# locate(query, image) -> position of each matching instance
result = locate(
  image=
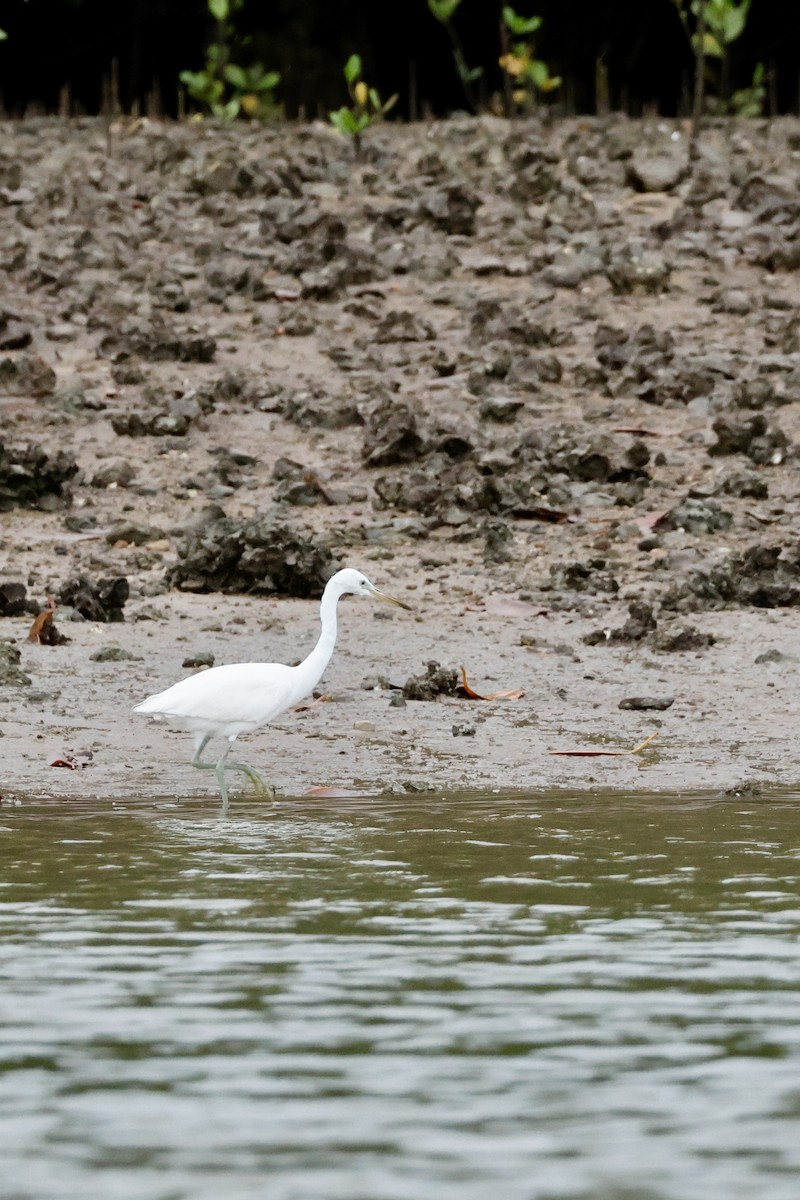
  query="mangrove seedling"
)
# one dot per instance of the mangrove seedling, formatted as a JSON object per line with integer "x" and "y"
{"x": 444, "y": 12}
{"x": 224, "y": 88}
{"x": 715, "y": 25}
{"x": 519, "y": 63}
{"x": 366, "y": 106}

Written problem
Express each line of the rows above as a JSON array of strings, one string per line. Skip blank lines and leave out the picture.

Result of the task
[
  "# locate(query, image) -> position of each matching instance",
  "result = locate(",
  "  image=",
  "  query=\"mangrove seedling\"",
  ")",
  "# one dot per instance of the mangrove seedling, formatted as a JSON object per line with integer \"x\" and \"y\"",
  "{\"x\": 444, \"y\": 12}",
  "{\"x\": 224, \"y\": 88}",
  "{\"x\": 715, \"y\": 25}",
  "{\"x\": 519, \"y\": 63}",
  "{\"x\": 366, \"y\": 106}"
]